- RECORDED INFORMATION
****************************************
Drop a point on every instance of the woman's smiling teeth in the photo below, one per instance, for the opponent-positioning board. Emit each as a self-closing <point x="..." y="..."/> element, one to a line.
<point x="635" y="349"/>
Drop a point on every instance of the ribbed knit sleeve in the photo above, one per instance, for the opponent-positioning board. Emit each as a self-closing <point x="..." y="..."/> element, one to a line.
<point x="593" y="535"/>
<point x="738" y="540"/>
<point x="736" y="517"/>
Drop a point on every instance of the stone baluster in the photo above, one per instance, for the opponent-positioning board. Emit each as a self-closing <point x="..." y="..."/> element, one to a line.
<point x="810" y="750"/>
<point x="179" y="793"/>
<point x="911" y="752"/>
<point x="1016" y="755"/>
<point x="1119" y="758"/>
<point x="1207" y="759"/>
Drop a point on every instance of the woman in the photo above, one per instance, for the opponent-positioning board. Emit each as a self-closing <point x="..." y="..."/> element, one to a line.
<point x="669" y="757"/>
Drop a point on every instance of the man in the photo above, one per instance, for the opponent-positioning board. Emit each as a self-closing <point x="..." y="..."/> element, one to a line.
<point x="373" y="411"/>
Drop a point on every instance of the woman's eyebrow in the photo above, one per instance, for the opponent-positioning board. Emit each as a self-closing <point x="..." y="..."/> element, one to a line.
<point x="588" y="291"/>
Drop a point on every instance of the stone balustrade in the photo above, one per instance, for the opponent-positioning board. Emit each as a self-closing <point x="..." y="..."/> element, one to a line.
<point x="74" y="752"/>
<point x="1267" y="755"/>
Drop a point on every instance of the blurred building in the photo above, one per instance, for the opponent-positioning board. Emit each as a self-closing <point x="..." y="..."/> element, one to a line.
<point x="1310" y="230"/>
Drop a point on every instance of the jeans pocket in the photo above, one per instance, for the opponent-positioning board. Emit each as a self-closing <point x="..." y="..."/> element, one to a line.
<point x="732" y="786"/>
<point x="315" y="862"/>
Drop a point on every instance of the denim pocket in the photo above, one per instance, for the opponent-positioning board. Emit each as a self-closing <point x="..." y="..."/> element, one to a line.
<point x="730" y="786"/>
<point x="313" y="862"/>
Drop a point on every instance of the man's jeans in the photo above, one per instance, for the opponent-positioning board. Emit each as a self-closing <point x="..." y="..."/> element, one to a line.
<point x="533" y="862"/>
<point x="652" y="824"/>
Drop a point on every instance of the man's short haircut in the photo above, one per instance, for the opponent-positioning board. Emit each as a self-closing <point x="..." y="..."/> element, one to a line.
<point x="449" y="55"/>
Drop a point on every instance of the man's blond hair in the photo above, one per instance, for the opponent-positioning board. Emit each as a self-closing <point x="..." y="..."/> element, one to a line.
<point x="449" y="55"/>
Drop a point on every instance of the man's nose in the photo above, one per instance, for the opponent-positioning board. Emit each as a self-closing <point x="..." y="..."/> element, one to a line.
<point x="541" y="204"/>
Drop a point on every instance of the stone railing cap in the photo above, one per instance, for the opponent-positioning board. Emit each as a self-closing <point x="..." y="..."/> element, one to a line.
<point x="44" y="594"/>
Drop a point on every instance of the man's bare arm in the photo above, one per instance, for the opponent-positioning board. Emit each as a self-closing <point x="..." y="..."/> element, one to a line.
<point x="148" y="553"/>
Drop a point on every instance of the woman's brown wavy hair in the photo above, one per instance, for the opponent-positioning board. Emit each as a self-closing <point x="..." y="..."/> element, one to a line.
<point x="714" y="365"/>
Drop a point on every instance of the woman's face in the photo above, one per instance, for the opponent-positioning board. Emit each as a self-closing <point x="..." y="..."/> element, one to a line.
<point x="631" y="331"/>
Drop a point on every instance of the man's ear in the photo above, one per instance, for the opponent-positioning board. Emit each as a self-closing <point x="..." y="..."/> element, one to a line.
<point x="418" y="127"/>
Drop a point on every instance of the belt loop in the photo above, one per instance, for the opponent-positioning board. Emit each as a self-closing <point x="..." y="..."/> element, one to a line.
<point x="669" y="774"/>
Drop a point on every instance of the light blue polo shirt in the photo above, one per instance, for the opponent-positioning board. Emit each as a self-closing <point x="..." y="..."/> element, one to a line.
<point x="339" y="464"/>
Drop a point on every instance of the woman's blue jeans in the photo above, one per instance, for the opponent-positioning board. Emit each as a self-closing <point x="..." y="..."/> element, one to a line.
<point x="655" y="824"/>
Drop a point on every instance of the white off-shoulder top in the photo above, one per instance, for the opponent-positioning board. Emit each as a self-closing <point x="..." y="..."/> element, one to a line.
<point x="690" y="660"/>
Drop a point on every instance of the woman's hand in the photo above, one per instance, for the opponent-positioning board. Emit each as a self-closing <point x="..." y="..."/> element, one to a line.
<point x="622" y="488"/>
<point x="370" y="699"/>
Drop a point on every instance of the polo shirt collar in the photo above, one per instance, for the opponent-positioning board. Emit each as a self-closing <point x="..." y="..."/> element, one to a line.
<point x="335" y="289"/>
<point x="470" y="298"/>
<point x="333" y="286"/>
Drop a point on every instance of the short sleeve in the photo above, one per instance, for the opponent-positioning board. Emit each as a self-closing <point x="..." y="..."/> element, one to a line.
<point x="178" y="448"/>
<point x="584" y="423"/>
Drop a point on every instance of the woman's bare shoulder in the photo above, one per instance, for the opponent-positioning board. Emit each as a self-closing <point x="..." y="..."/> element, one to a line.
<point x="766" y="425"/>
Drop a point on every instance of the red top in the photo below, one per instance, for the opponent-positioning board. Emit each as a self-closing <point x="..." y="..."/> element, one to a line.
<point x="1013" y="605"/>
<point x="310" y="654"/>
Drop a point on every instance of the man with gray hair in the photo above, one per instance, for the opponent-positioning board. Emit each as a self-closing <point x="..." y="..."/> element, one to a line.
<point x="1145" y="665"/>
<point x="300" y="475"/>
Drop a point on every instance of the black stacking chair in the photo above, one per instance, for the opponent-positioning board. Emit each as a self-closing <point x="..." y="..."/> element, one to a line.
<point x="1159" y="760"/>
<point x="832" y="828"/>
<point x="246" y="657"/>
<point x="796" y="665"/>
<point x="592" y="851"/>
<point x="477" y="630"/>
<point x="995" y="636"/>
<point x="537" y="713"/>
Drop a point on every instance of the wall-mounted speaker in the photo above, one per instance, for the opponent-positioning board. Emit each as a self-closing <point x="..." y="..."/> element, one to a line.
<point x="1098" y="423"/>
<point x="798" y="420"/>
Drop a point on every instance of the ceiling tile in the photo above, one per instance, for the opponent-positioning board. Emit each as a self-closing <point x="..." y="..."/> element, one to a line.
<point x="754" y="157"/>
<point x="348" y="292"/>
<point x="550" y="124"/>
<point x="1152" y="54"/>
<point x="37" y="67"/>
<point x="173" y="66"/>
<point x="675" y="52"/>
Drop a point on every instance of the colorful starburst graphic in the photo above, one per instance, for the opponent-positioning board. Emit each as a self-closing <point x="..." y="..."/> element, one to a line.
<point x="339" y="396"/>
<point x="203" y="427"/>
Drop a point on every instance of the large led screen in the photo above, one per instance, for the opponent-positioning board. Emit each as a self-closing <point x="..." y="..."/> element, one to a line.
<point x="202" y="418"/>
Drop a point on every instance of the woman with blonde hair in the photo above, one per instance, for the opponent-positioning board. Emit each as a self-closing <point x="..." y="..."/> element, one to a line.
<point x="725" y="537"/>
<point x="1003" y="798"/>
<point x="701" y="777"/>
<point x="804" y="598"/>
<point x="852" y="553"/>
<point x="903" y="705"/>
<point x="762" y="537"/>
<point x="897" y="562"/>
****************************************
- STATED GOAL
Every line of the data above should be copied exactly.

- RESPONSE TO THIS TASK
Drop a point on every instance of the woman's smiling teeth in the photo below, one per instance, for the opponent-positioning board. Emit each as a self-closing <point x="..." y="..."/> element, one to a line.
<point x="635" y="349"/>
Drop a point on every instance of the ribbed knit sleeve in the photo above, one per instance, for the opponent-positioning board. Emit each as a self-closing <point x="..." y="..."/> element, one to a line.
<point x="593" y="535"/>
<point x="738" y="540"/>
<point x="736" y="517"/>
Drop a point on every instance of the stone baluster in the photo above, one per instance, for the opponent-positioning board. Emit each as a self-closing <point x="..." y="..."/> element, one to a line.
<point x="810" y="750"/>
<point x="179" y="793"/>
<point x="911" y="752"/>
<point x="1016" y="755"/>
<point x="1119" y="758"/>
<point x="1207" y="759"/>
Drop a point on every instance of the woman in the photo above, one per instance, for the opponent-positioning board. Emit each as a self-closing <point x="..." y="..."/> element, one to a line.
<point x="669" y="757"/>
Drop a point on every instance of the man in the photo above, one per instance, for the opponent-positioning board. Emit each as a self-closing <point x="..." y="..."/> element, one to a line.
<point x="373" y="411"/>
Drop a point on every instance of the woman's eyebrow in the photo above, one per instance, for the opponent-positioning board. Emit each as a self-closing <point x="..." y="..."/> element, one to a line.
<point x="588" y="291"/>
Drop a point on every instance of the stone balustrade in the photo above, one per instance, for the opponent-positioning board. Emit each as a self-closing <point x="..." y="..."/> element, one to a line.
<point x="74" y="752"/>
<point x="1267" y="755"/>
Drop a point on every instance of the blurred building in the photo above, one per instance, for the opponent-positioning board. Emit each as a self-closing <point x="..." y="..."/> element, one to a line.
<point x="1310" y="230"/>
Drop a point on every instance of the jeans pocket in the photo above, one per instance, for the opponent-positioning board. Emit each as a self-closing <point x="..." y="..."/> element, one to a line.
<point x="732" y="786"/>
<point x="315" y="862"/>
Drop a point on every instance of the denim pocket in the photo above, one per instance, for the opponent-positioning board. Emit each as a self-closing <point x="..." y="..."/> element, one to a line.
<point x="730" y="786"/>
<point x="313" y="862"/>
Drop a point on every instance of the man's jeans in the photo above, one per instance, for the opponent-positioning board. Emit each as a self-closing <point x="..." y="..."/> element, one to a line.
<point x="533" y="862"/>
<point x="652" y="824"/>
Drop a point on every instance of the man's short haircut in the photo above, one per instance, for the opponent-positioning board. Emit each as a self-closing <point x="..." y="..."/> element, one to a line.
<point x="449" y="55"/>
Drop a point on every instance of the man's blond hair in the photo above, one per instance, for the opponent-positioning board. Emit each as a self-closing <point x="..." y="..."/> element, one to a line.
<point x="449" y="55"/>
Drop a point on every instance of the man's nose in the photo above, one per instance, for the opponent-positioning board. Emit each as a self-closing <point x="..." y="..."/> element, one to a line.
<point x="541" y="204"/>
Drop a point on every instance of the stone railing cap in the photo above, one per instance, for the opponent-positioning board. Emit each as a self-closing <point x="..." y="..."/> element, one to a line.
<point x="44" y="594"/>
Drop a point on every instance of the man's bare arm in the photo above, one per instance, for the opponent-positioning board. Emit each as a self-closing <point x="..." y="..."/> element, one to a line.
<point x="148" y="553"/>
Drop a point on every instance of the woman's brown wavy hair in the photo above, one per instance, for the opponent-positioning board. Emit each as a self-closing <point x="..." y="..."/> element, one to a line.
<point x="714" y="365"/>
Drop a point on every instance of the woman's face in the photo above, one per instance, for the opponent-positioning board. Emit each as a self-closing <point x="..." y="..."/> element, one to a line.
<point x="631" y="331"/>
Drop a point on every instance of the man's ear in the photo above, one per instance, for the opponent-positioning board. Emit each as a self-closing <point x="..." y="..."/> element, one to a line.
<point x="418" y="127"/>
Drop a point on every instance of the belt loop in the photo above, one per instance, for the opponent-positioning board. Emit each as a self-closing <point x="..." y="..."/> element, one to a line.
<point x="669" y="774"/>
Drop a point on every instance of the light blue polo shirt in the photo above, one per instance, for the opponent-positioning board. Emit each as a self-closing <point x="..." y="..."/> element, one to a line.
<point x="339" y="464"/>
Drop a point on every instance of the woman's blue jeans in the photo above, one per instance, for the opponent-positioning board. Emit each as a self-closing <point x="..." y="..."/> element, one to a line.
<point x="655" y="824"/>
Drop a point on every instance of the white off-shoulder top in the photo above, one per instance, for the opponent-positioning board. Emit each as a self-closing <point x="..." y="..."/> element, one to a line.
<point x="690" y="660"/>
Drop a point on every instance of the woman's hand in the photo above, one per instance, for the opponent-positioning board. Emit each as a self-closing <point x="..." y="..."/> element, one to a line.
<point x="622" y="488"/>
<point x="370" y="699"/>
Drop a point on every instance of the polo shirt collar in the photo above, one per instance, for the opponent-positioning board. Emit each as a self-closing <point x="..." y="..."/> element, one to a line.
<point x="335" y="289"/>
<point x="470" y="298"/>
<point x="333" y="286"/>
Drop a point on every instance of the short sleeve in the photo above, one per instance, for the opponent-positioning board. Emit each as a self-closing <point x="..." y="..."/> element, one to a line.
<point x="178" y="448"/>
<point x="584" y="423"/>
Drop a point on every instance of the woman's bare shoulder in the photo above, one per instance, for the opponent-positioning board. Emit each as a self-closing <point x="..." y="..."/> element, one to a line.
<point x="766" y="425"/>
Drop a point on every instance of the red top in the photo below, one per instance, for the opponent-positioning board. Emit each as a self-closing <point x="..." y="..."/> element, one to a line.
<point x="1013" y="605"/>
<point x="310" y="654"/>
Drop a point on every instance of the man with gray hair in the photo above, one per instance, for the opponent-positioning board. Emit each as a self-closing <point x="..." y="..."/> element, one to a line.
<point x="1145" y="665"/>
<point x="300" y="475"/>
Drop a point on every instance of the black stacking chair in the photo above, one per instance, for the opponent-positioning board. Emit each as a self-closing <point x="..." y="..."/> element, one to a line.
<point x="1159" y="760"/>
<point x="832" y="828"/>
<point x="246" y="657"/>
<point x="796" y="665"/>
<point x="592" y="851"/>
<point x="477" y="630"/>
<point x="995" y="636"/>
<point x="537" y="713"/>
Drop a point on every instance of the wall-mounted speaker in the photo above, one per instance, for the opponent-positioning board. Emit each as a self-closing <point x="..." y="..."/> element, one to a line.
<point x="1098" y="423"/>
<point x="798" y="420"/>
Drop a point on every instance of the ceiling tile in the photo above, one per instance, for the opponent-positioning board. Emit each as a self-closing <point x="..." y="..."/> element, one to a line.
<point x="754" y="157"/>
<point x="348" y="292"/>
<point x="550" y="124"/>
<point x="1152" y="54"/>
<point x="37" y="67"/>
<point x="173" y="66"/>
<point x="675" y="52"/>
Drop a point on every instance of the colorful starburst graphic in the photo above, one per instance, for the opponent-positioning board. Emit each as a self-closing <point x="..." y="..."/> element, one to a line.
<point x="339" y="396"/>
<point x="203" y="427"/>
Drop a point on every instance of the large led screen in the photo above, one per instance, for the opponent-positioning board. Emit each as a self-closing <point x="..." y="..."/> element, one to a line.
<point x="202" y="418"/>
Drop a point on every instance of the woman with blonde hair in the photo above, one per instance, for the opponent-positioning board. Emit each as a self-closing <point x="..." y="..."/> element, one to a line.
<point x="725" y="537"/>
<point x="1003" y="798"/>
<point x="701" y="777"/>
<point x="804" y="598"/>
<point x="852" y="553"/>
<point x="903" y="705"/>
<point x="762" y="537"/>
<point x="897" y="562"/>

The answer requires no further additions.